TRECHO FORNECIDO ->
Clélia e Regina, 25.11.1996. Em lançamento do livro Presente de Meiga. |
Eu fui alfabetizada antes mesmo de ir à escola, porque minha mãe acompanhava os deveres escolares de meu irmão Marco e me passava tarefas, paralelamente, para me manter ocupada. Também me mandava com ele para as suas aulas particulares e, quando me dei conta, sabia ler. Aos seis anos fui matriculada no Colégio Santo Agostinho e aconselhada a não deixar a freira perceber o meu nível de alfabetização. Minha irmã Clélia também aprendeu a ler assim que completou a idade para frequentar a escola e fomos presenteadas com duas coleções completas: Monteiro Lobato e História das Religiões.

INSTRUÇÕES DE TRABALHO ->
1) Reproduza fielmente, do relato sobre a alfabetização, o trecho de "Clélia e Regina, 25.11.1996." até "História das Religiões.".
2) Escreva a continuação do relato sobre a alfabetização, começando logo após a última frase apresentada.

MATERIAL DE ORIGEM ->
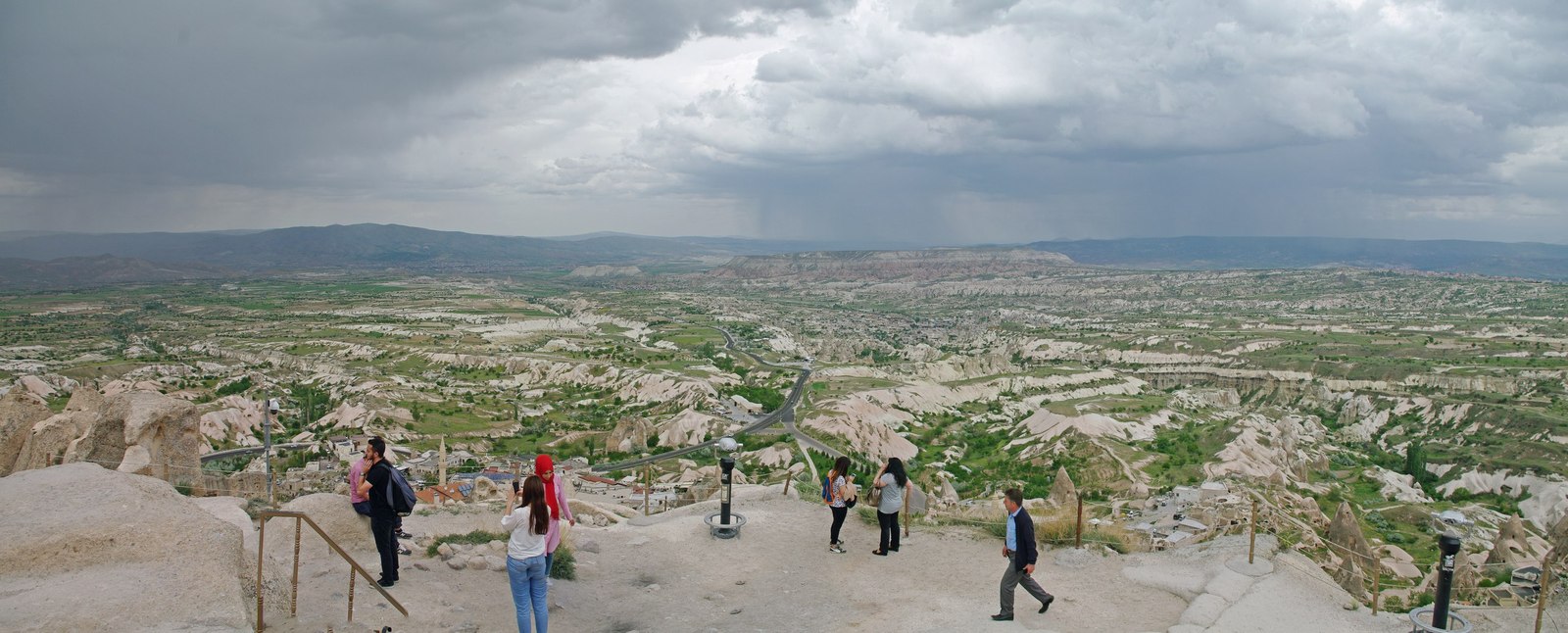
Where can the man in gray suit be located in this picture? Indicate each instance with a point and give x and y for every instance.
(1019, 552)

RESPOSTAS ->
1)
Clélia e Regina, 25.11.1996. Em lançamento do livro Presente de Meiga. |
Eu fui alfabetizada antes mesmo de ir à escola, porque minha mãe acompanhava os deveres escolares de meu irmão Marco e me passava tarefas, paralelamente, para me manter ocupada. Também me mandava com ele para as suas aulas particulares e, quando me dei conta, sabia ler. Aos seis anos fui matriculada no Colégio Santo Agostinho e aconselhada a não deixar a freira perceber o meu nível de alfabetização. Minha irmã Clélia também aprendeu a ler assim que completou a idade para frequentar a escola e fomos presenteadas com duas coleções completas: Monteiro Lobato e História das Religiões.

2)
Assim, após o jantar, papai se deitava e nos levava com ele para que lêssemos em voz alta para sua audição. O primeiro livro escolhido foi: As Reinações de Narizinho. Nós vibrávamos com as histórias de Lobato e viajávamos imaginando ter tomado o pó de pirlimpimpim, admirando a cultura do Visconde de Sabugosa, as traquinagens das crianças, o mundo mágico que íamos desvelando.
Regina pesquisando para tese sobre Raul Pompéia. Rio, 2004. |
Com a ida de nosso irmão Marco para o internato, em Belo Horizonte, passamos a ocupar a sala de visitas transformada em quarto para nós duas. Assim, furtávamos os livros da estante de vidro martelado de nosso pai e líamos à noite, apenas com a pouca luz que vinha do vitreaux do alpendre de nossa casa. Tudo isso foi muito importante para que cultivássemos para sempre o hábito da leitura!
Prédio do antigo Ateneu, de Raul Pompéia. |
Após a morte de nosso pai, um dia, ao voltarmos das atividades escolares, encontramos uma fogueira no quintal. Minha mãe havia resolvido queimar alguns pertences de papai que não tinham sido doados e, entre eles, todos os seus livros!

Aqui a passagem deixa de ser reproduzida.